▶ _Dataset extract_
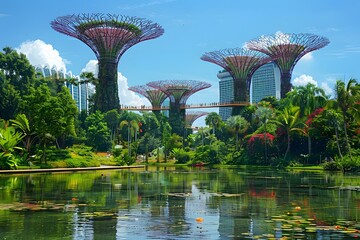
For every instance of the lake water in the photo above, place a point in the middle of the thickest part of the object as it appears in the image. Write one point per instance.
(180, 203)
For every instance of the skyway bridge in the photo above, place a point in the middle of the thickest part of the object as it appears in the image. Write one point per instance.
(187, 106)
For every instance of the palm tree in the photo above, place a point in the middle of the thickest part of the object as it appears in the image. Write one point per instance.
(308, 98)
(132, 126)
(264, 114)
(239, 125)
(346, 97)
(289, 120)
(213, 120)
(333, 119)
(21, 122)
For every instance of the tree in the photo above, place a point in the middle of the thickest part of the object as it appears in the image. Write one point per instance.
(17, 70)
(112, 119)
(289, 120)
(16, 77)
(264, 114)
(346, 97)
(97, 132)
(333, 119)
(239, 125)
(9, 140)
(174, 141)
(22, 123)
(50, 115)
(213, 120)
(132, 127)
(308, 98)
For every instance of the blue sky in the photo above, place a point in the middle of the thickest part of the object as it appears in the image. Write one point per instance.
(192, 27)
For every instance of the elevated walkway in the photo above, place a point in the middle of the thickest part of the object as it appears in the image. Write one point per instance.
(191, 106)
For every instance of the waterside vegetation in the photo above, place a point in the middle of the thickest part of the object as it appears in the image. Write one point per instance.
(41, 127)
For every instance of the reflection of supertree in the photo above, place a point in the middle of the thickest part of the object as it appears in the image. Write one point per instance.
(109, 36)
(287, 49)
(178, 92)
(241, 63)
(155, 96)
(190, 117)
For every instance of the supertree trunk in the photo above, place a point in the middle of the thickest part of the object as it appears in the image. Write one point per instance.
(240, 95)
(107, 97)
(176, 119)
(285, 84)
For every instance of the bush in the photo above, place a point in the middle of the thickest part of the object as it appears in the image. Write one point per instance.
(346, 164)
(332, 166)
(53, 154)
(206, 154)
(74, 163)
(181, 155)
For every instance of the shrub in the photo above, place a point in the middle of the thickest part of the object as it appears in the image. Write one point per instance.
(332, 166)
(181, 155)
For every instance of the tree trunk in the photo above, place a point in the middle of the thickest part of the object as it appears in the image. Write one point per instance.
(288, 143)
(237, 140)
(309, 145)
(265, 138)
(337, 141)
(346, 137)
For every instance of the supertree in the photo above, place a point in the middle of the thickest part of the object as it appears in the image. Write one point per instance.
(155, 96)
(287, 49)
(241, 63)
(190, 117)
(178, 92)
(109, 36)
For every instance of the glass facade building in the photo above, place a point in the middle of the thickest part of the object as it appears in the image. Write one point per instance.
(80, 93)
(265, 82)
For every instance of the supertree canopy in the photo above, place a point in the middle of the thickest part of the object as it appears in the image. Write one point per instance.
(190, 117)
(109, 36)
(155, 96)
(287, 49)
(178, 92)
(241, 63)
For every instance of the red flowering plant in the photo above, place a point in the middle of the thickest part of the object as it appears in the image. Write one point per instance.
(311, 117)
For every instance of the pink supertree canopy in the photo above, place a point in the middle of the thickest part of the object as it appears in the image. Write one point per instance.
(179, 91)
(241, 63)
(190, 117)
(108, 35)
(287, 49)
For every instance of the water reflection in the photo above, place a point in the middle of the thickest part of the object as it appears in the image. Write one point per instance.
(174, 203)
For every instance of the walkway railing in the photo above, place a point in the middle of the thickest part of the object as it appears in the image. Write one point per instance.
(188, 106)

▶ _What to work on_
Set the entries down again exactly. Do not include the images.

▶ _Task result_
For every instance of the lake water in the photo above, place a point in the middle of the thickest part of the object as it appears in the image. Write one point per instance.
(180, 203)
For every instance of the skyway bridge in the photo above, place a point in the middle of the thickest part of the object as it appears in the image. Write one point per instance.
(187, 106)
For every instance of the palm tree in the photo above, place a point in the middle of the thickest part of the object as it appears in the image. Write one point per instance.
(308, 98)
(132, 126)
(264, 114)
(239, 125)
(346, 97)
(289, 120)
(213, 120)
(333, 119)
(21, 122)
For every instance of the tree in the photo above, place a point in the middle of the thickest part of the object as it appears in the image. Write one point per instance.
(17, 70)
(112, 119)
(289, 120)
(16, 77)
(264, 114)
(346, 97)
(97, 132)
(333, 119)
(239, 125)
(9, 140)
(174, 141)
(22, 123)
(50, 115)
(213, 120)
(132, 127)
(308, 98)
For every instance of the blue sky in the photo above, place a point in the middle of the thickest part of the object as it appears in the image. Write one point per instance.
(192, 27)
For every instance of the elevated walkway in the photo above, place a point in the middle of the thickest part of the object as it appears in the image. Write one point per instance.
(191, 106)
For every instance of the waterside vegetation in the photo above, place a point in the middle of the thickest part of the object as it appears in the image. Write one point per instance.
(41, 127)
For every instance of the reflection of supertree in the photo above, place a point in the middle of the thickest part of the object as it appears in the image. Write one point per instance.
(109, 36)
(287, 49)
(178, 92)
(241, 63)
(155, 96)
(190, 117)
For every instance of the supertree trunk in the photo above, place a point in the middle of the thickest part of the object as it appears in the image. Write one point per instance.
(240, 95)
(107, 97)
(176, 119)
(285, 84)
For every instance of the bush in the photo above, place a point in the middle of the thickest part of the object as it appears in the image. Write one point per instance.
(346, 164)
(332, 166)
(53, 154)
(206, 154)
(74, 163)
(181, 155)
For every instance of the shrub in the photo above, place a point in the middle of the thickest part of the object as it appears in the image. Write one point per instance.
(332, 166)
(181, 155)
For every instance of the tree trunk in the photo above, place a point in the middle of the thickest part of the object as it appears in the image. Write one point per instance.
(288, 143)
(237, 140)
(309, 145)
(265, 138)
(337, 141)
(346, 137)
For every instance of the supertree in the photo above, place a point in the middle of the thickest part of the object as it appears in the image. Write one point per instance.
(155, 96)
(287, 49)
(241, 63)
(190, 117)
(178, 92)
(109, 36)
For every instance of the glass facade building in the photo above, place a point in the middle of the thickest part of the object as it appears in the image. Write one point per instance.
(80, 93)
(265, 82)
For every instance of the supertree canopy in the photo above, place a point in the middle of the thickest part of the object as it appears in the image. Write one point per instance.
(190, 117)
(109, 36)
(155, 96)
(287, 49)
(178, 92)
(241, 63)
For every instance of the red flowering plant in the photo above, place a point in the middle of the thickest part of the object as it appears in the image. Write one point per instance.
(311, 117)
For every instance of the pink supertree canopy in the photo above, place a point in the middle of the thickest part of the object as it appears in the image. Write one point per instance.
(179, 91)
(241, 63)
(190, 117)
(108, 35)
(287, 49)
For every instance of the water reflection in the photo above, place a point in the middle of the thickest part of the object as it appears in the image. Write one point per instance.
(174, 203)
For every instance of the walkway railing in the photo above, place a point in the middle of the thickest part of the object as it appears in the image. Write one point per instance.
(188, 106)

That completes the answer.